__Set problem__.
Report every line of the rows below that contains the string "distant", copying each line in full. Match case exactly.

Dataset rows on where objects appear:
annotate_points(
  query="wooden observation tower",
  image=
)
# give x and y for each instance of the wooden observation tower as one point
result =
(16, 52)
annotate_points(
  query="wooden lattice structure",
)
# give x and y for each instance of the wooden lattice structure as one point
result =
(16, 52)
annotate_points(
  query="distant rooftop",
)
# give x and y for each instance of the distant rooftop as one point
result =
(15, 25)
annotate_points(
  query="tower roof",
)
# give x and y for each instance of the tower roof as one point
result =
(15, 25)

--

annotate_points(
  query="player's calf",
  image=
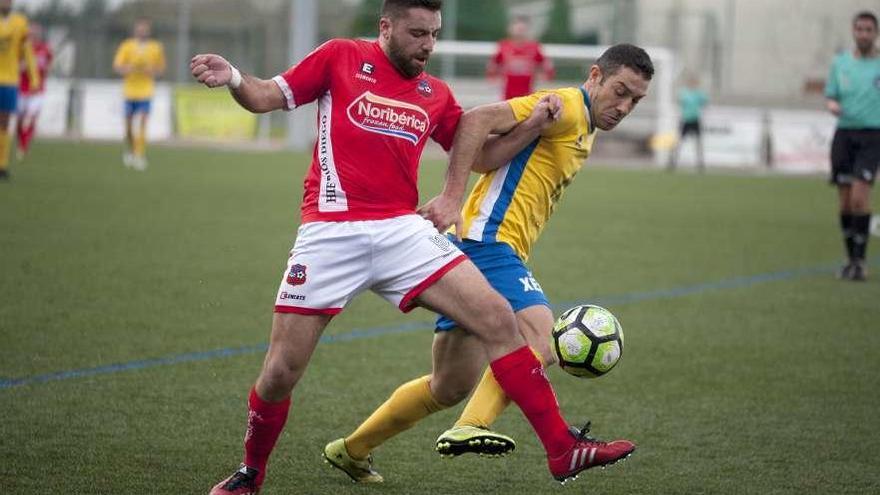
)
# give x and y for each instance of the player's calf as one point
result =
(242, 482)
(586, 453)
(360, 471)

---

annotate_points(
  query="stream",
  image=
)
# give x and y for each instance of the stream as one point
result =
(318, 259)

__Correct output__.
  query="distant rooftop",
# give x and y for each instance of the distant rooftop as one point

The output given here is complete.